__課題__: 下の文書で「ヨウカンの時間」が「観念的時間」と言える理由を、文書の説明に沿って二文以内で述べてください。

__文書__:
***
禅 第15話  「現在」とは何か(2)    

前回、二種類の時間をお話ししました。一つはヨウカンに喩えた時間で、もう一つは今、今の時間でした。

「ヨウカンの時間」は全体が過去と未来で長さは無限大ですが、現在は切り口にすぎません。過去の部分を青色とし、未来の部分を緑色としますと、時間の経過とともに色の境目(現在)が緑色(未来)の側に移動します。

このような時間は、見られている時間であり、考えられている時間です。それを見、考えている認識主体は時間の外にあります。時間の外にある認識主体によって考えられている時間ですから観念的時間と言えましょう。

しかし、このような時間は主観が完全に排除されているため客観世界、即ち、自然科学の世界を構成し、色々と有効性が認められる世界でもあります。有効性が認められても「観念的時間」ということが否定されるわけではありません。注意すべき点かと思います。
***
__提示情報__:
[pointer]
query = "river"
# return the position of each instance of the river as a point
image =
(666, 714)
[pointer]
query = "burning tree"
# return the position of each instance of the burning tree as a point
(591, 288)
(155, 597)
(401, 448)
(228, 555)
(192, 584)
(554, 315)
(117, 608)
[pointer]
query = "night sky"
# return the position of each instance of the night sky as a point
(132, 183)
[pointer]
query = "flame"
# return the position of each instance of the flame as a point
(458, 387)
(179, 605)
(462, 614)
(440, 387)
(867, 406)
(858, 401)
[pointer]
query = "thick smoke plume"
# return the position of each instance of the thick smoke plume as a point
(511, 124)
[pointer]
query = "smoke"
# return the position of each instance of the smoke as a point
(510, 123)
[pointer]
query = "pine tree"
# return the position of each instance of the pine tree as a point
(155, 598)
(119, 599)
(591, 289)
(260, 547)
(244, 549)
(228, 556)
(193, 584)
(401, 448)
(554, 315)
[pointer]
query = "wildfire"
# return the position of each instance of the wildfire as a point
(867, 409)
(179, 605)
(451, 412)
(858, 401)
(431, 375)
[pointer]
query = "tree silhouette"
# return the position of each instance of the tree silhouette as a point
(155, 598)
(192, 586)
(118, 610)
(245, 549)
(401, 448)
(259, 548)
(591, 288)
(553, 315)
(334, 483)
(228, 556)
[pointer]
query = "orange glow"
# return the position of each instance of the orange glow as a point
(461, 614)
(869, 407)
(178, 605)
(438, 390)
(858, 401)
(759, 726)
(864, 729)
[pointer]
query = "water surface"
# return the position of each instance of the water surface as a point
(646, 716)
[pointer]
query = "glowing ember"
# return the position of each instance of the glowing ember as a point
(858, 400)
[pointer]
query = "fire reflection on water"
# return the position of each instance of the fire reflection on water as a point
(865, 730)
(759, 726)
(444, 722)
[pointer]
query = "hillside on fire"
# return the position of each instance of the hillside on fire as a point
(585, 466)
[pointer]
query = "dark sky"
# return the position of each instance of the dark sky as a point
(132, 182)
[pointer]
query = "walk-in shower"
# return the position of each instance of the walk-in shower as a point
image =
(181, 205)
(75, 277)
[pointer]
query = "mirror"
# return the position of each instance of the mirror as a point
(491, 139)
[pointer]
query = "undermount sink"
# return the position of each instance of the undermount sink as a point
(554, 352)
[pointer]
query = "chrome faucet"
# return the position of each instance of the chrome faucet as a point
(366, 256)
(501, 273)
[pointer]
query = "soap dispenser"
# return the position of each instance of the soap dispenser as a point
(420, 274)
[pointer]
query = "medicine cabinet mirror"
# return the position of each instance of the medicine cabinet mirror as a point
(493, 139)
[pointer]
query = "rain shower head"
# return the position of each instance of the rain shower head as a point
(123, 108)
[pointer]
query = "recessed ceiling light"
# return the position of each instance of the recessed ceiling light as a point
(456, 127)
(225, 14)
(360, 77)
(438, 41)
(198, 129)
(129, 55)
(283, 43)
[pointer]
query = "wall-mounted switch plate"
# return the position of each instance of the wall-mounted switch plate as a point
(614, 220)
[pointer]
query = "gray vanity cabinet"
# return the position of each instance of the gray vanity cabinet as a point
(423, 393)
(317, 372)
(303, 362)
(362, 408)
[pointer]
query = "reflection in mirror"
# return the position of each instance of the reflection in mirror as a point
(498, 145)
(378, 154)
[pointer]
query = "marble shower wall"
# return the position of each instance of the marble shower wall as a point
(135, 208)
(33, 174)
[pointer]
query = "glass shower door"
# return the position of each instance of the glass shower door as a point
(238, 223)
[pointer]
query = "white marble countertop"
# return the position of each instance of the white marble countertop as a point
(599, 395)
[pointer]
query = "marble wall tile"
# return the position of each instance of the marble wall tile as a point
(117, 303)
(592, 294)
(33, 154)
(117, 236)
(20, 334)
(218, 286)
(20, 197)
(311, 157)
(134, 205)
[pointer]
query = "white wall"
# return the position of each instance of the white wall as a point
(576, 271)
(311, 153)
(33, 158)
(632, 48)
***
__解答__: 「ヨウカンの時間」は見られている時間、考えられている時間であり、それを見て考えている認識主体は時間の外にあります。このように時間の外にある認識主体によって考えられている時間なので、「観念的時間」と言えます。